Input rows:
▶

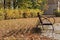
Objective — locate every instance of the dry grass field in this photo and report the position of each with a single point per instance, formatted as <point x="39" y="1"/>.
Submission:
<point x="14" y="25"/>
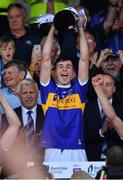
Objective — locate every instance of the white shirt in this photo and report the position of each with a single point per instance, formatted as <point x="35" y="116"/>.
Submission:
<point x="25" y="115"/>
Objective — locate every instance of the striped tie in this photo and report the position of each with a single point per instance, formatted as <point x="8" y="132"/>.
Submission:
<point x="30" y="125"/>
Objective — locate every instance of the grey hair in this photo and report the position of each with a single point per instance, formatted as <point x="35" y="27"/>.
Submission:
<point x="27" y="82"/>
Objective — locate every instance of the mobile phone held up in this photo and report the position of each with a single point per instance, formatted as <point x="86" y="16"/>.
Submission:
<point x="37" y="49"/>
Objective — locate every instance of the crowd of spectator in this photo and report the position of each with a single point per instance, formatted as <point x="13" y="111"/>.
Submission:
<point x="61" y="85"/>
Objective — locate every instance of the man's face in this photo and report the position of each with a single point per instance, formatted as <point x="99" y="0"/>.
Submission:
<point x="114" y="2"/>
<point x="12" y="76"/>
<point x="64" y="72"/>
<point x="7" y="52"/>
<point x="111" y="67"/>
<point x="28" y="96"/>
<point x="108" y="86"/>
<point x="16" y="19"/>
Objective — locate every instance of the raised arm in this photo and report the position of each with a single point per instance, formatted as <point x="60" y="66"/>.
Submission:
<point x="45" y="67"/>
<point x="107" y="107"/>
<point x="84" y="53"/>
<point x="9" y="136"/>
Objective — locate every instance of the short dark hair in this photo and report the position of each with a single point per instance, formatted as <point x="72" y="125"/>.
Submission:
<point x="62" y="59"/>
<point x="17" y="63"/>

◀

Short task: Copy out every item above word for word, without the pictures.

Output for this exercise:
Objective — locate every instance of the dry grass field in this photo and report the position of each with a single point per instance, formatted as <point x="39" y="1"/>.
Submission:
<point x="14" y="25"/>
Objective — locate every instance of the white shirt in this photo and report the position of each with a single point per instance, formatted as <point x="35" y="116"/>.
Submission:
<point x="25" y="115"/>
Objective — locate every instance of the striped tie in this photo and report the position of each with a single point per instance, formatted as <point x="8" y="132"/>.
Submission:
<point x="30" y="125"/>
Objective — locate every instance of the grey hair in this photo and report the position of each with a single point per instance, formatted as <point x="35" y="27"/>.
Submission:
<point x="27" y="82"/>
Objective — locate every instance of the mobile phone held up in this photo and report the position of each with a single point per instance, formatted as <point x="86" y="16"/>.
Submission:
<point x="37" y="49"/>
Objective — locate every instance of the crowd of spectator in this photo and report the position of each with a single point per instance, formatted as <point x="13" y="111"/>.
Submission:
<point x="61" y="85"/>
Objective — locate every instance of the man's face in this photo and report the position of each with a single point per instance, formatted as <point x="99" y="0"/>.
Submission:
<point x="114" y="2"/>
<point x="12" y="76"/>
<point x="64" y="72"/>
<point x="7" y="52"/>
<point x="111" y="67"/>
<point x="28" y="96"/>
<point x="108" y="86"/>
<point x="16" y="19"/>
Objective — locate every instance of the raised arm in this photo and report the position of each with a single point per instance, formatted as <point x="60" y="66"/>.
Submission:
<point x="45" y="67"/>
<point x="107" y="107"/>
<point x="84" y="53"/>
<point x="9" y="136"/>
Objective — locate every instance of the short dark hair in this photo and report the position of each with a single point per instance, formatted as <point x="72" y="125"/>.
Submission:
<point x="62" y="59"/>
<point x="17" y="63"/>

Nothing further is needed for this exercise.